> [TASK TO CARRY OUT]:
Return the following lines verbatim, without any alteration.

(Part of a data file)
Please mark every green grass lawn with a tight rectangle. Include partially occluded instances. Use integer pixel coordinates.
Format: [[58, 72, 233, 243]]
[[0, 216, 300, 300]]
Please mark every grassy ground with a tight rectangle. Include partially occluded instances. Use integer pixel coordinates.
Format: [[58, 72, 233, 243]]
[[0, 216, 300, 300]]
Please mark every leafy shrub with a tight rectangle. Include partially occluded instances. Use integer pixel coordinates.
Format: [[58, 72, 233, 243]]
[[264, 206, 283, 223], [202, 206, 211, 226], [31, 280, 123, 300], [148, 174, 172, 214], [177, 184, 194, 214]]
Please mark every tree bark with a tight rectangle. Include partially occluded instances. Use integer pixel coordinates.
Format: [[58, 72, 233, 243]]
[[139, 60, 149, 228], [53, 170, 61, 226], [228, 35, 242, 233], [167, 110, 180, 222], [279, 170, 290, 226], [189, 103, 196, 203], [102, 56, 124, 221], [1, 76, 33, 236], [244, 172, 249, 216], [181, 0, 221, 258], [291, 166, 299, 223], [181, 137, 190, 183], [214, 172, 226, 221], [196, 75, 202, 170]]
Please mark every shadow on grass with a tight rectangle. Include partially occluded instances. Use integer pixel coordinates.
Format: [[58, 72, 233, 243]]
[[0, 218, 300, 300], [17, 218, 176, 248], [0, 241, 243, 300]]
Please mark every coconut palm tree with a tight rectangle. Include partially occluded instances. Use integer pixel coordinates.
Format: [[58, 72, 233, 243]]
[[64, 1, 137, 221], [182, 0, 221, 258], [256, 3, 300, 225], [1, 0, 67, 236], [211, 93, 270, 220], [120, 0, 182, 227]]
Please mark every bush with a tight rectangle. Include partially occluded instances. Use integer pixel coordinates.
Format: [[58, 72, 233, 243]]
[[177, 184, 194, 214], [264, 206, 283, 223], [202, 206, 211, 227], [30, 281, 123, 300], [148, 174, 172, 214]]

> [FINISHED ANSWER]:
Please mark every green grass lawn with a tight rectangle. Include partially occluded instances. Use integer pixel coordinates.
Format: [[58, 72, 233, 243]]
[[0, 216, 300, 300]]
Please mark every grassy ground with a tight rectangle. Include partially occluded instances. Use integer pixel coordinates.
Format: [[58, 72, 233, 243]]
[[0, 216, 300, 300]]
Please mark every leafy shrub with a tight rectangle. Include partially occluded instances. Use integer pixel coordinates.
Format: [[58, 72, 233, 243]]
[[264, 206, 283, 223], [202, 206, 211, 226], [31, 280, 123, 300], [148, 174, 172, 214], [177, 184, 194, 214]]
Please mark every tree bark with a tight rectangle. Include partially occluded instances. Use integer pixel coordinates.
Format: [[58, 72, 233, 243]]
[[139, 60, 149, 228], [53, 170, 61, 226], [228, 35, 242, 233], [167, 110, 180, 222], [279, 170, 290, 226], [189, 103, 196, 203], [102, 56, 124, 221], [1, 76, 33, 236], [244, 172, 249, 216], [181, 0, 221, 258], [291, 166, 299, 223], [181, 137, 190, 183], [214, 172, 226, 221], [196, 75, 202, 170]]
Please mark every shadow on grass with a tight rectangle. Include partially occluded instances. Use integer pixel coordinates.
Format: [[58, 72, 233, 243]]
[[0, 218, 300, 300], [17, 218, 176, 248], [0, 241, 243, 300]]
Please mark every coconut palm tree with a tight rectangle. Include partially occluded instances. Use integer pixel coordinates.
Format: [[58, 72, 233, 243]]
[[64, 1, 137, 221], [182, 0, 221, 258], [256, 3, 300, 225], [1, 0, 67, 236], [211, 93, 270, 220], [120, 0, 182, 227]]
Please mark every bush with a tight rectangle. Include partially occluded instances. Use integer pixel coordinates.
Format: [[58, 72, 233, 243]]
[[177, 184, 194, 214], [264, 206, 283, 223], [202, 206, 211, 227], [30, 281, 123, 300], [148, 174, 172, 214]]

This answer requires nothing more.